Excerpts of pointing data:
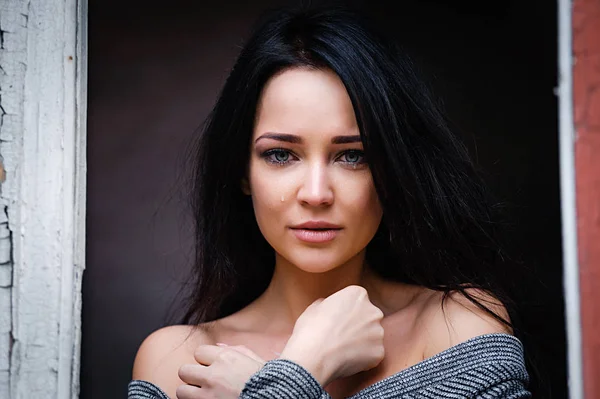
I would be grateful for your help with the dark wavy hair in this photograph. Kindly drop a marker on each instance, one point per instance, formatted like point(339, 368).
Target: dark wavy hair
point(438, 228)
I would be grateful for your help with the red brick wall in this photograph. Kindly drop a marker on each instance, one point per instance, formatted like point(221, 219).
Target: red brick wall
point(586, 92)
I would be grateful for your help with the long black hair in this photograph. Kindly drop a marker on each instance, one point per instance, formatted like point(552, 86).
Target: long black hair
point(438, 228)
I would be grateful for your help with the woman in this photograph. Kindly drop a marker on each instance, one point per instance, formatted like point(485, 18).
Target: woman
point(326, 170)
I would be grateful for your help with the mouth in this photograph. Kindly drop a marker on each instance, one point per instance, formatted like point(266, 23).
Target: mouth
point(316, 232)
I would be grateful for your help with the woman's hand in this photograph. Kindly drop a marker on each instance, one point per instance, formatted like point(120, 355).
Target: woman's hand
point(338, 336)
point(221, 372)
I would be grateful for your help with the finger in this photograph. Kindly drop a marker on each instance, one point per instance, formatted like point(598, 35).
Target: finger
point(193, 374)
point(188, 392)
point(206, 354)
point(247, 352)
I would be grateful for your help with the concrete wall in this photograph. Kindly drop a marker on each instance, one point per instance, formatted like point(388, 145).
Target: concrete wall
point(154, 73)
point(42, 203)
point(586, 96)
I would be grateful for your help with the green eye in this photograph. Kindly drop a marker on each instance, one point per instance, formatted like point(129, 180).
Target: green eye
point(353, 157)
point(278, 156)
point(281, 156)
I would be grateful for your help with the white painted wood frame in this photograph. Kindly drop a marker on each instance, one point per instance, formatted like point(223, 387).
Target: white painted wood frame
point(43, 78)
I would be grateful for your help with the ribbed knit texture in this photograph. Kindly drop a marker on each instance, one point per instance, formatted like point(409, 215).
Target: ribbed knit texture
point(486, 367)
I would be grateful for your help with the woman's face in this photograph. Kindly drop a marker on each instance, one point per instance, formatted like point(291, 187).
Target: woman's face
point(312, 190)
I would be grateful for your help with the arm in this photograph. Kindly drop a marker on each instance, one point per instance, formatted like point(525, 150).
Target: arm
point(283, 379)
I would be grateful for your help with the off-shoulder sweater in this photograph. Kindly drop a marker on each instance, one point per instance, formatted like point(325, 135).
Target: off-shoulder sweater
point(489, 366)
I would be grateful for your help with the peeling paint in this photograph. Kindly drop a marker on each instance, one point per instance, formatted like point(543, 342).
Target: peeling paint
point(42, 196)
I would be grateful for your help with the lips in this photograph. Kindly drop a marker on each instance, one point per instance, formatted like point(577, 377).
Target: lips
point(317, 225)
point(316, 231)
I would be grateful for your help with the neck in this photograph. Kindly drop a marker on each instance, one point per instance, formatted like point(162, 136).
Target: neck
point(292, 290)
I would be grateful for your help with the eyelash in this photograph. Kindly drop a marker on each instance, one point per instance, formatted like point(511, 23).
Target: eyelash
point(268, 154)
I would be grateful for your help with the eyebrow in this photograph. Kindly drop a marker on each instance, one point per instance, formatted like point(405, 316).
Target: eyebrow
point(291, 138)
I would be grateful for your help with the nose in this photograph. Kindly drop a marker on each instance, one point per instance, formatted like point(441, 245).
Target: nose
point(316, 189)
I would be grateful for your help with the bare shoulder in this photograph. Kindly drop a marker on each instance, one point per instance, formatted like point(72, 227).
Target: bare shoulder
point(164, 351)
point(450, 320)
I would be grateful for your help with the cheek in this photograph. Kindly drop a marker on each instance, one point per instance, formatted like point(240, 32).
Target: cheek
point(361, 200)
point(268, 190)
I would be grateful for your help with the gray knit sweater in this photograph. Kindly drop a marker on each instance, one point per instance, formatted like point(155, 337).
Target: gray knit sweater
point(486, 367)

THE EXERCISE>
Express the records from the line containing "I would be grateful for your help with the peeling" down to the line containing "point(292, 290)" as a two-column CSV with the headers text and answer. Give one row per record, placing each value in a single quoted field and replacing line breaks with spaces.

TASK SOLUTION>
text,answer
"I would be grateful for your help with the peeling paint in this photograph. Kindly drop a marker on each instance, one point per instance, formatted like point(543, 342). Target: peeling paint","point(42, 196)"
"I would be grateful for your help with the lips in this photograph. Kindly drop a marker on each instance, one point per instance, formatted like point(577, 377). Target: lips","point(317, 225) point(316, 231)"
"I would be grateful for your help with the neck in this photograph. Kindly drop a marker on each instance, one point per instance, formatted like point(162, 136). Target: neck","point(292, 290)"